• **Written instruction**:
Pick out every line in the data below that contains the word "pool", and copy each of those lines.

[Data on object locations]
== == ==

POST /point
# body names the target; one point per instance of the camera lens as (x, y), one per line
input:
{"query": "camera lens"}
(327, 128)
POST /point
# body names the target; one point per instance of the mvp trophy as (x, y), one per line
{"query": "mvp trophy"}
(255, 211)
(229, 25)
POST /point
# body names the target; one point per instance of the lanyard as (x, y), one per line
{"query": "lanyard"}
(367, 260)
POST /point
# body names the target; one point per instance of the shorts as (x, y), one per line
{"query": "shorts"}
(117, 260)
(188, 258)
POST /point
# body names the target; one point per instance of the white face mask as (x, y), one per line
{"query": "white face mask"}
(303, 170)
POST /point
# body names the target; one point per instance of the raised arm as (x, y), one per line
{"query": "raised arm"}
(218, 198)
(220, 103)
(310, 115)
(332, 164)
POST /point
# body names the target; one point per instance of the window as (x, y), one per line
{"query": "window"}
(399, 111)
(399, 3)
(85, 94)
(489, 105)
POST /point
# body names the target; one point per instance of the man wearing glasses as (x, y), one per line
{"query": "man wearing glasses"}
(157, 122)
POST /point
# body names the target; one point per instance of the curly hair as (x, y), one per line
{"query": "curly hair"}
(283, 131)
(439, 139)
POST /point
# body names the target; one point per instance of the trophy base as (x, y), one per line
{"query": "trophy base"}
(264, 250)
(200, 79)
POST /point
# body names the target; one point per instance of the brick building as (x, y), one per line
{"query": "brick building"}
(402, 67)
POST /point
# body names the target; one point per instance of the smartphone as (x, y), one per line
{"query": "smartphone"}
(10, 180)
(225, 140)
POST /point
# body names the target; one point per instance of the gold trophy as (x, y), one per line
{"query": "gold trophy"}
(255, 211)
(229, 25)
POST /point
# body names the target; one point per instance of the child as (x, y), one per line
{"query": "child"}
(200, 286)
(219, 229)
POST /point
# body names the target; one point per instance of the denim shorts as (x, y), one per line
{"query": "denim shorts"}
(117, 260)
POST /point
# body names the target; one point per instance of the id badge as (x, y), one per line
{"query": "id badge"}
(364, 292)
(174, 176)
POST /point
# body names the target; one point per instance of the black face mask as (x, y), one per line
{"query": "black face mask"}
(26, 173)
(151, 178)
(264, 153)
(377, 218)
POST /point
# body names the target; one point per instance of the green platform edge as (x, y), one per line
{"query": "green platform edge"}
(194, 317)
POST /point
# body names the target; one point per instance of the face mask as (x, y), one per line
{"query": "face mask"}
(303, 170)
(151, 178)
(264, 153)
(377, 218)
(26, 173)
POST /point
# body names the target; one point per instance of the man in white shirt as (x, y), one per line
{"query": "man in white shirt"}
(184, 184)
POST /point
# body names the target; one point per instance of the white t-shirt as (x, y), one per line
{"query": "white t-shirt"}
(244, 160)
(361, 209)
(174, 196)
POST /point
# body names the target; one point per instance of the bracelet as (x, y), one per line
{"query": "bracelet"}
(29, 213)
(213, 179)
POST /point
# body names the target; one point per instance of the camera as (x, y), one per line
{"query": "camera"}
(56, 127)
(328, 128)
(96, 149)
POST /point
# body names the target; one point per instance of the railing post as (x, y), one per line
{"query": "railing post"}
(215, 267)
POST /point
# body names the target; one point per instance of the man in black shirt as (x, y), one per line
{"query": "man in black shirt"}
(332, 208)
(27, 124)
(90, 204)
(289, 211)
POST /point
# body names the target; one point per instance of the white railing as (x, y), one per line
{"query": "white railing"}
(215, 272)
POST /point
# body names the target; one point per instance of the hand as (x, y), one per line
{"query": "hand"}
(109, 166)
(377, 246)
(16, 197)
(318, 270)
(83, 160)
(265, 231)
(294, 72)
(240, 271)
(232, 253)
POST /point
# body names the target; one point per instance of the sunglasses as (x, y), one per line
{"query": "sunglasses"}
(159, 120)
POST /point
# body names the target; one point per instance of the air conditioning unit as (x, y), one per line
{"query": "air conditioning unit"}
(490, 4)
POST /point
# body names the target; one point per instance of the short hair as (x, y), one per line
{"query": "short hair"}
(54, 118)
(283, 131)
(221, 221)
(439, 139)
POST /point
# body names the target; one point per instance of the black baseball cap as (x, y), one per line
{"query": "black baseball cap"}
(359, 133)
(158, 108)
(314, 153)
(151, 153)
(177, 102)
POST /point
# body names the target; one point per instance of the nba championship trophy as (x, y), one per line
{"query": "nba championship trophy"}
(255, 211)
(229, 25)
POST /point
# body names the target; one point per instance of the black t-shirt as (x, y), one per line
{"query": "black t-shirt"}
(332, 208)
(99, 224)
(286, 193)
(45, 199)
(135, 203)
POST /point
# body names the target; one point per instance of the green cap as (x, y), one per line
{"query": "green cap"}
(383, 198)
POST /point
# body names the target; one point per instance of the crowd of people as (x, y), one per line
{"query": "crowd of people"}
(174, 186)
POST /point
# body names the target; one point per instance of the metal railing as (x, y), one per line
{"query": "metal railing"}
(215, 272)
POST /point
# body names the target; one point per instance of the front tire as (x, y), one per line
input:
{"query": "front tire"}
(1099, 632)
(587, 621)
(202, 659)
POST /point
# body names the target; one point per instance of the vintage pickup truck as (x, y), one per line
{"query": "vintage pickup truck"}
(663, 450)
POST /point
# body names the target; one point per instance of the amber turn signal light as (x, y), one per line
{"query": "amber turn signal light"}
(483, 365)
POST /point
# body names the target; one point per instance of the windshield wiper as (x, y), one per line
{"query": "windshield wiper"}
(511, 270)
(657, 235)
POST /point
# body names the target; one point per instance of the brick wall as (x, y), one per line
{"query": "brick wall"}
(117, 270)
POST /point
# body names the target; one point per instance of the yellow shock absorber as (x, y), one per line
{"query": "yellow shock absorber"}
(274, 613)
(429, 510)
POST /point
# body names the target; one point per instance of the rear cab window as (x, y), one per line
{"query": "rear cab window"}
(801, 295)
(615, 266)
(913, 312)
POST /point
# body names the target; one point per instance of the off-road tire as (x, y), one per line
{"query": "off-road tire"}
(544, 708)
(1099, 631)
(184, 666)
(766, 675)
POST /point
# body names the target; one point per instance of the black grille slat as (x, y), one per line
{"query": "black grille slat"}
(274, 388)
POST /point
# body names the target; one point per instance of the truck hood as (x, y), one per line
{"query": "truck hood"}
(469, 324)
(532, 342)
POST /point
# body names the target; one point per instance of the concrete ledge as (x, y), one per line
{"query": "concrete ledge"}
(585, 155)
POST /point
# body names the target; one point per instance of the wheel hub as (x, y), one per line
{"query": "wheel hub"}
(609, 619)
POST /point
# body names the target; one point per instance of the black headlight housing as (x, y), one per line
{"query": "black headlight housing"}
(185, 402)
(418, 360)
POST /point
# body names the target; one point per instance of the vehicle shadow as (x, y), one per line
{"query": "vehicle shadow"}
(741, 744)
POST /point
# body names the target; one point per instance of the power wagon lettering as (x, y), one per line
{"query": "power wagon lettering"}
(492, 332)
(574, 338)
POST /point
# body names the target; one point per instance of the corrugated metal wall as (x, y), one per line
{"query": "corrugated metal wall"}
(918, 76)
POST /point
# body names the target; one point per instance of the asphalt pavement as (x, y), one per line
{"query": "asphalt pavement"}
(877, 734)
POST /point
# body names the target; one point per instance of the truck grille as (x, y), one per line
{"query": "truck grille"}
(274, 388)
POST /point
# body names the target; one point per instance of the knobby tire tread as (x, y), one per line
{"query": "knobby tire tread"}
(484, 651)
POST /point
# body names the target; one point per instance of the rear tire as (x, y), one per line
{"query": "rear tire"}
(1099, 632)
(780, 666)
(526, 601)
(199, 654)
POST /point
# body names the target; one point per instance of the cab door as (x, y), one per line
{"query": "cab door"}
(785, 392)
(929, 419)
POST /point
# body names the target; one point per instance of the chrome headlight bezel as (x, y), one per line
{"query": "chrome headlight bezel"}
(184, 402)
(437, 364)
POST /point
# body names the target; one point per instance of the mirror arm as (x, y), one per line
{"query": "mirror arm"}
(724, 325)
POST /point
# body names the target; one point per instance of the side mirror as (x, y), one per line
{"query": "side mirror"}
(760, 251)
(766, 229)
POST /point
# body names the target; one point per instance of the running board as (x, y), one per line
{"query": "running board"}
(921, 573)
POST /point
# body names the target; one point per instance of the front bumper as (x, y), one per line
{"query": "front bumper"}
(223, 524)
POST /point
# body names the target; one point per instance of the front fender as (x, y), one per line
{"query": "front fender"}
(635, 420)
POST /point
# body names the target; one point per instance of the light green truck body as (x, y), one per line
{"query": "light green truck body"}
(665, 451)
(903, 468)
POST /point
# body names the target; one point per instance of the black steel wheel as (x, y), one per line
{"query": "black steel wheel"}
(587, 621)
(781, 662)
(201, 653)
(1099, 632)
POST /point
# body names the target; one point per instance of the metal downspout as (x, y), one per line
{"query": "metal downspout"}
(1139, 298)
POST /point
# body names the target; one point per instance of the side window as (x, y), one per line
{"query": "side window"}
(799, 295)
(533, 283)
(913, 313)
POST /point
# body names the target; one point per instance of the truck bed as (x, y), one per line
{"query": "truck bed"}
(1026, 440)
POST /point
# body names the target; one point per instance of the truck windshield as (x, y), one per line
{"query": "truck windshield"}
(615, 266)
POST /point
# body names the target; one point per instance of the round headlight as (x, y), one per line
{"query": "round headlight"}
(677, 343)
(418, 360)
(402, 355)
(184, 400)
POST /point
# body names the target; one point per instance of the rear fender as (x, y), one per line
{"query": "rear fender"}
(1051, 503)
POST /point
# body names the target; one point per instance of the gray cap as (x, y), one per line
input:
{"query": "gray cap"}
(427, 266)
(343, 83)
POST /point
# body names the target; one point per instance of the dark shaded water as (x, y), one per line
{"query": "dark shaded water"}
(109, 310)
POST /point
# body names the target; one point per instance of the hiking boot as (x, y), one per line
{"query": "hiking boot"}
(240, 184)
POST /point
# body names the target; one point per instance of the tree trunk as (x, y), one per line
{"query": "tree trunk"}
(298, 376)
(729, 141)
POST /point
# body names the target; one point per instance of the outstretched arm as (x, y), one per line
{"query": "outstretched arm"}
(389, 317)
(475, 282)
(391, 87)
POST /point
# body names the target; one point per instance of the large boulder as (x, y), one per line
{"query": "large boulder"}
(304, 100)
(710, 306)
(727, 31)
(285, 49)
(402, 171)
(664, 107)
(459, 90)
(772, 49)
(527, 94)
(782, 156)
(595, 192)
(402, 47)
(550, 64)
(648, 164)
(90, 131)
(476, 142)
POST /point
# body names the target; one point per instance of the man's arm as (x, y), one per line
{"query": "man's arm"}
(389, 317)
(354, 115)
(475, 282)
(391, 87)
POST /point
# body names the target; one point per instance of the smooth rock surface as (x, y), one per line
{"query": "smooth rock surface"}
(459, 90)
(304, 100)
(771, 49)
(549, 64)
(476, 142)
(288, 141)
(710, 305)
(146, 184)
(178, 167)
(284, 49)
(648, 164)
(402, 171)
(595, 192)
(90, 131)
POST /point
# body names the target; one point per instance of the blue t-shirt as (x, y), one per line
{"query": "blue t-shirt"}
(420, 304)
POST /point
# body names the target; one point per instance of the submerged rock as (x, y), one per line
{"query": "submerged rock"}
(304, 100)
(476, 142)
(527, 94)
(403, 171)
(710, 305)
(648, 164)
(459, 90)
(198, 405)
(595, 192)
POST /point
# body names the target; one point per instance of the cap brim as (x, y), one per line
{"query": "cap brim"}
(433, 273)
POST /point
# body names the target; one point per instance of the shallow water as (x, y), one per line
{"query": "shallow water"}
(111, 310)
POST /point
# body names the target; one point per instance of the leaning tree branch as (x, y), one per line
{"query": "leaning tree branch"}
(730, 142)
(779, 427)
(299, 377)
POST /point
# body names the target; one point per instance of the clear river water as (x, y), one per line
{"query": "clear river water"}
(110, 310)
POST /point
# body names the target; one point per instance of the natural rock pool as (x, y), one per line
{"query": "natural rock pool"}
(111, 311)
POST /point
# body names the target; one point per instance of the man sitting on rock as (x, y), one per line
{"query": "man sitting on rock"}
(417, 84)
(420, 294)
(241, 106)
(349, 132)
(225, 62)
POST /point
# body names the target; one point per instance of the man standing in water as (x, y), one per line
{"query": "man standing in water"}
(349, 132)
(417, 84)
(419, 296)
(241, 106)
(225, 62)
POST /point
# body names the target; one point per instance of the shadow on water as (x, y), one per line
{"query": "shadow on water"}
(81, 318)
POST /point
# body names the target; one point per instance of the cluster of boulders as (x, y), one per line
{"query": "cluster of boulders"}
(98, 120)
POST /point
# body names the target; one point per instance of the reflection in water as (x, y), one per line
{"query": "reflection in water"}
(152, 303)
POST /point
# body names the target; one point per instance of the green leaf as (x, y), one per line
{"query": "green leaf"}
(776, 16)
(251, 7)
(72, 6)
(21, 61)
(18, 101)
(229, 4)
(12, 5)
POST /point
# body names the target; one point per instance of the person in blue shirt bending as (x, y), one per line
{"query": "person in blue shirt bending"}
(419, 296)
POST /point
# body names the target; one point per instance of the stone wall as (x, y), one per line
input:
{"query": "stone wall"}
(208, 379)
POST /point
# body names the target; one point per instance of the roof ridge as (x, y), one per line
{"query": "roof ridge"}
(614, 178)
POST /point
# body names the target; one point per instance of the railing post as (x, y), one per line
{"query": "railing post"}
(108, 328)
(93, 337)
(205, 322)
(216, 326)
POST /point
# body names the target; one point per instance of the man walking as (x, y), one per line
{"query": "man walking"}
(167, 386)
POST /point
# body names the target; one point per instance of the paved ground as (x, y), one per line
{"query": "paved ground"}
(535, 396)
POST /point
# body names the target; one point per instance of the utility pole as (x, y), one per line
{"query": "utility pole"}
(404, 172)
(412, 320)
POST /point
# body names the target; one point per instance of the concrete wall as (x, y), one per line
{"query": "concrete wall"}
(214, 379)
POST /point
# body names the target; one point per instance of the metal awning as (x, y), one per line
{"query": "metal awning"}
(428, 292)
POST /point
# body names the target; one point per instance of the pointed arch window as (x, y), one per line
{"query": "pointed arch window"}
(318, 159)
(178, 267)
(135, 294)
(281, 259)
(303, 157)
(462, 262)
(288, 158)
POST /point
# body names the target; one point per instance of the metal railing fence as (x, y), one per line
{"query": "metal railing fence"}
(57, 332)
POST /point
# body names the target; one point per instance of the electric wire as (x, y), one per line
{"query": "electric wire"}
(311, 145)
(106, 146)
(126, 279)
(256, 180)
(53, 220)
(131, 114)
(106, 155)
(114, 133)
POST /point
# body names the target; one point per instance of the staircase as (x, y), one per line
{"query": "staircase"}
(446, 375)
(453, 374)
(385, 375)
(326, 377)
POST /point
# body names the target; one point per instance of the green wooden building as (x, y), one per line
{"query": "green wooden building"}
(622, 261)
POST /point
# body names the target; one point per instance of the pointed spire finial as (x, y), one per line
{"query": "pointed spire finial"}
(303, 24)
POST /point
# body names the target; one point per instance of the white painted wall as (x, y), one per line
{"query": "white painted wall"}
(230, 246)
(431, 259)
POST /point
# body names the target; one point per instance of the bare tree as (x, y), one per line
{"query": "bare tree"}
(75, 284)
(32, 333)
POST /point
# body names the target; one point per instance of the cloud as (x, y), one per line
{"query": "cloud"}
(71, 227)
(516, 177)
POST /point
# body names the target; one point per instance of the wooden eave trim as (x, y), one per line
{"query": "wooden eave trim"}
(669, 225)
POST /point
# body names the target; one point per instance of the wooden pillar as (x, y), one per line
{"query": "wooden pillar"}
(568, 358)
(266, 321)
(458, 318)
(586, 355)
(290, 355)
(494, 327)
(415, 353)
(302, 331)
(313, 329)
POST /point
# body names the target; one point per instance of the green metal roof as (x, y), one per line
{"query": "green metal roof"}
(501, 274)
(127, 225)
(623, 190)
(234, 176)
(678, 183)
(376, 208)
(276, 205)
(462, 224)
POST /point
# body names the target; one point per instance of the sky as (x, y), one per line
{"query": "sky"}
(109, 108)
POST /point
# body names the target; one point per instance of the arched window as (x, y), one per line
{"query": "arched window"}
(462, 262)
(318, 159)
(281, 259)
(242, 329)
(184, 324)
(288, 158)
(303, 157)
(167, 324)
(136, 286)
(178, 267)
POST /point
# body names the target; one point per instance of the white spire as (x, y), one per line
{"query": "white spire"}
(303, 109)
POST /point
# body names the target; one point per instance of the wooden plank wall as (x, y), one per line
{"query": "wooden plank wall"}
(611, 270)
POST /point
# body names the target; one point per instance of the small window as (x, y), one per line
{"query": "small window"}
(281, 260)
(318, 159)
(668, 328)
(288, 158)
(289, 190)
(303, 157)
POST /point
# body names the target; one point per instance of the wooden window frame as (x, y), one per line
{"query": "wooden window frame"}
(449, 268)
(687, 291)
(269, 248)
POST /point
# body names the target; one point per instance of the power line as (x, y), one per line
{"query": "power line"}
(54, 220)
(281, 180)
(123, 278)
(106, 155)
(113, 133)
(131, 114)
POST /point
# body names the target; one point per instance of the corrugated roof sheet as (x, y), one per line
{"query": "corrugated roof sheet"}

== == ==

• **Answer to this task**:
# body names the target; one point per instance of the natural rock pool as (x, y), one per line
{"query": "natural rock pool"}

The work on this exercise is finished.